— START —
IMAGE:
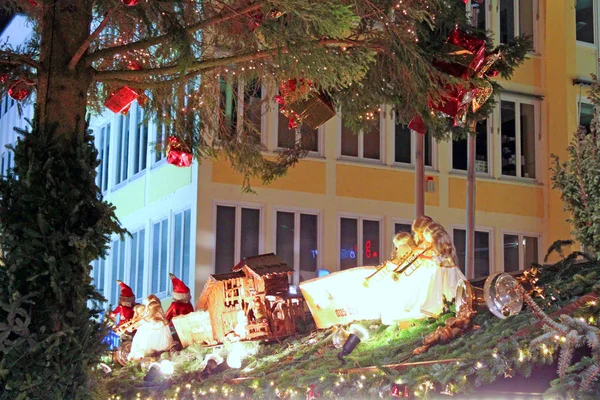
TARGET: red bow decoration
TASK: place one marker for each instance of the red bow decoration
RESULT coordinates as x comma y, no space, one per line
175,155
— END —
Reproduce the lines of the records above verbatim, omitting the pictures.

* Output *
IMAGE:
TARGET: red bow decoration
TASK: place one marker for each instance of the red bow decoration
RESULT coordinates as x comma y, no space, one per line
175,155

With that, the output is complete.